▸ What the exercise asks: In the passage below about the State Department and Clinton Foundation donations, reproduce the text word for word from "The State Department" up to and including "time in office.".

▸ Source extract:
- - - - -

Who can blame them? It took months just for Hillary Clinton to cough up the e-mails that should have gone through their system in the first place, and that happened only because of the probe by the House Select Committee on Benghazi. Investigating the confluence of money and connections at the Clinton Foundation might take too much work, and the only evidence would have to come from the Clintons themselves.  Besides, what difference at this point does it make, or something?

The State Department said Thursday it has no plans to review previously undisclosed donations to a branch of the Clinton Foundation that some say raise questions about potential conflicts of interest during former Secretary of State Hillary Rodham Clinton’s time in office.

Department spokesman Jeff Rathke said the contributions in question, made to the Clinton Health Access Initiative by private donors, would not have been reviewed even if they had all been disclosed under the terms of ethics agreements Clinton signed before she took office. That’s because only donations to the foundation from foreign governments or speaking fees for former President Bill Clinton were subject to vetting.

- - - - -

▸ Saved data entries:

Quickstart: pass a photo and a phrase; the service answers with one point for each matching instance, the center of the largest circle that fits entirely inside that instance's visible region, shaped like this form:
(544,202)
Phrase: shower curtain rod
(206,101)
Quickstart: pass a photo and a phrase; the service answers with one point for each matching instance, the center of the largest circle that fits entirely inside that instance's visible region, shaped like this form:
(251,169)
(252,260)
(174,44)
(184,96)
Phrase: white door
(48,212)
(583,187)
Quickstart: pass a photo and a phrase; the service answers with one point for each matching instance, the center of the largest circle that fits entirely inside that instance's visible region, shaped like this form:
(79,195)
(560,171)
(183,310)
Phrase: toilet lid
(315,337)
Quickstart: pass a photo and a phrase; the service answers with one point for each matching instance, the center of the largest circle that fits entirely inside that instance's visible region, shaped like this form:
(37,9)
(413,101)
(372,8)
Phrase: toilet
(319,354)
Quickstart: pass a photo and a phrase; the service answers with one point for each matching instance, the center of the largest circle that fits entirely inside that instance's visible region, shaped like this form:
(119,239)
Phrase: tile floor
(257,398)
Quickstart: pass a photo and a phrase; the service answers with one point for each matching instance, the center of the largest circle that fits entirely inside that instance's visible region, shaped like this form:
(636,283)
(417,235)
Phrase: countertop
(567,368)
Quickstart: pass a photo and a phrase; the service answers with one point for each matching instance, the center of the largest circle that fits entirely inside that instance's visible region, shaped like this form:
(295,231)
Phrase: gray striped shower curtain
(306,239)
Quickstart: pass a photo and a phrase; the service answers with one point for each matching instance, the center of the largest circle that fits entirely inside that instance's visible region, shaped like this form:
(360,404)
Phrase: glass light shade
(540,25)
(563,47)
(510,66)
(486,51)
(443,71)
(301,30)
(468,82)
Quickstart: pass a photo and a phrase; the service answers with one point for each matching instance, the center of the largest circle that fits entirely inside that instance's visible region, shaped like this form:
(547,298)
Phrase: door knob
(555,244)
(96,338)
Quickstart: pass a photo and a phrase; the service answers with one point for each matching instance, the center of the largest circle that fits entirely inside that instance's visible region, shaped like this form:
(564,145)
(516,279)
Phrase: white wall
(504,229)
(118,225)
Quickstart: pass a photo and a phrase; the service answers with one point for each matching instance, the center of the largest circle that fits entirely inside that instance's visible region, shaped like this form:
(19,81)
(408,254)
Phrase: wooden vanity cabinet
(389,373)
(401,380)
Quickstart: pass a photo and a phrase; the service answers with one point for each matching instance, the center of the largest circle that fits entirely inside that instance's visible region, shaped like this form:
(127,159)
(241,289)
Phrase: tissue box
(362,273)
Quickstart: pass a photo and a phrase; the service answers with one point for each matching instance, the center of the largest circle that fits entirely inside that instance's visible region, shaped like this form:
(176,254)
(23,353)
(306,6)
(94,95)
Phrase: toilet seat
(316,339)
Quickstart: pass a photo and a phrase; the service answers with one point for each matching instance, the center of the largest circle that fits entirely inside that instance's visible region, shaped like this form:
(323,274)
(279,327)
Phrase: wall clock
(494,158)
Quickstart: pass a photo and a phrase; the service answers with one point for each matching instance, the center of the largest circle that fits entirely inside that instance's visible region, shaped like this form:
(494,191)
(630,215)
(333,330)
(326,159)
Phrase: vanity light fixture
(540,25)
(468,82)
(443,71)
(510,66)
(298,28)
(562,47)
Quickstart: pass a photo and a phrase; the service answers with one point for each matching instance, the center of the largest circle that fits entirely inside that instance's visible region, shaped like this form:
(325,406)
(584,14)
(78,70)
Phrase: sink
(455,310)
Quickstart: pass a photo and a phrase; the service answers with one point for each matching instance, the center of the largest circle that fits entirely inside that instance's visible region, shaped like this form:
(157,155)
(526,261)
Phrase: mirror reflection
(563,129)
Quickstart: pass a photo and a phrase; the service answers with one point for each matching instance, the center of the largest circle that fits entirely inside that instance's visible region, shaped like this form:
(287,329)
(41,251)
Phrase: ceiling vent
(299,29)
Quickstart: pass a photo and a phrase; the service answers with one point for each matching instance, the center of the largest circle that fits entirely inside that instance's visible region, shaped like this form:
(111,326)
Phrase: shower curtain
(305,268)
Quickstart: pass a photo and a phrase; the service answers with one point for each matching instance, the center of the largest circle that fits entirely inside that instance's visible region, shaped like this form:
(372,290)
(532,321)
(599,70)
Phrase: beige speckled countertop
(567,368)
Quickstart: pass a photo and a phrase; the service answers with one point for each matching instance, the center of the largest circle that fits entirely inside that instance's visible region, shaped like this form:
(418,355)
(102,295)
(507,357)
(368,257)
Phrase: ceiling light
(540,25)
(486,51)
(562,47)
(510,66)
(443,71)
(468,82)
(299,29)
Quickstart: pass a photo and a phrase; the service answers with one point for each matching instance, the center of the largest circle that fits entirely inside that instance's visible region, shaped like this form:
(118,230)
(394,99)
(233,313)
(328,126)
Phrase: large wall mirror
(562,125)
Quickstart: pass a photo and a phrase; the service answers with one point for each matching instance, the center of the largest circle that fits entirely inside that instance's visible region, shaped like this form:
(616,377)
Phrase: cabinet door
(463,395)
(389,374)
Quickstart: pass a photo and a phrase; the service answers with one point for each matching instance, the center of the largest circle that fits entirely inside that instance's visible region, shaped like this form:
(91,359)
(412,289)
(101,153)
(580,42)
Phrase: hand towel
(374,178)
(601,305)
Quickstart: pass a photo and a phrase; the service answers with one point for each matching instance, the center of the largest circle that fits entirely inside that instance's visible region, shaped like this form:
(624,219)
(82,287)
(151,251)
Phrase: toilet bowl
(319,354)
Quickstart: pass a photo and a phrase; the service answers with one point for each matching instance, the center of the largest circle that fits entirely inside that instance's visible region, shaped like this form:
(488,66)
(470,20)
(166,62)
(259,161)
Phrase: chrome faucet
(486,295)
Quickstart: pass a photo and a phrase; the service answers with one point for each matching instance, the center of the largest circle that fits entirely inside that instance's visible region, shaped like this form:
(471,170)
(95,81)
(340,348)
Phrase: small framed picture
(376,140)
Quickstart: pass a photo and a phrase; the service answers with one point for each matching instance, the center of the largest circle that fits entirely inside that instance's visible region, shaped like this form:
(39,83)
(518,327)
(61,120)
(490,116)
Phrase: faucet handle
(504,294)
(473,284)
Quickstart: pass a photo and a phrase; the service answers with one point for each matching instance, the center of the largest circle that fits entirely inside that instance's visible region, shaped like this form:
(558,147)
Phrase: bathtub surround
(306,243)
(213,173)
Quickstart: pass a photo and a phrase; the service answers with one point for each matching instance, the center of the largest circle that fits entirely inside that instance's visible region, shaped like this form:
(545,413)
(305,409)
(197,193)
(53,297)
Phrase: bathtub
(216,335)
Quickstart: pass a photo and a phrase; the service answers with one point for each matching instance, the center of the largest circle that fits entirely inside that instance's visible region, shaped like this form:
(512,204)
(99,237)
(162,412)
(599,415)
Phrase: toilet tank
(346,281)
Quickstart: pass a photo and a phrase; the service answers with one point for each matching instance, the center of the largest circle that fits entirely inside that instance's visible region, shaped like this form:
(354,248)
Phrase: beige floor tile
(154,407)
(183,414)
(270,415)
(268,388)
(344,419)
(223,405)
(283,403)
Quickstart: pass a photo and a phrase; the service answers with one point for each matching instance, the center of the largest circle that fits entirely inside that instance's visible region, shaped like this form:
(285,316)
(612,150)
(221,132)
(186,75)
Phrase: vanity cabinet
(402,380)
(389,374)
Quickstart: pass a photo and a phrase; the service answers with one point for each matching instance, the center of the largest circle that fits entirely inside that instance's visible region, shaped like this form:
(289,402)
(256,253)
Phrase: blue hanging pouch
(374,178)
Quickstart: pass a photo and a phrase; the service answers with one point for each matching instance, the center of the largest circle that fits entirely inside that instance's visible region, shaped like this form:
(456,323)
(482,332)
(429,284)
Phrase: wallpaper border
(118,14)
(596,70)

- - - - -

▸ Exercise answer:
The State Department said Thursday it has no plans to review previously undisclosed donations to a branch of the Clinton Foundation that some say raise questions about potential conflicts of interest during former Secretary of State Hillary Rodham Clinton’s time in office.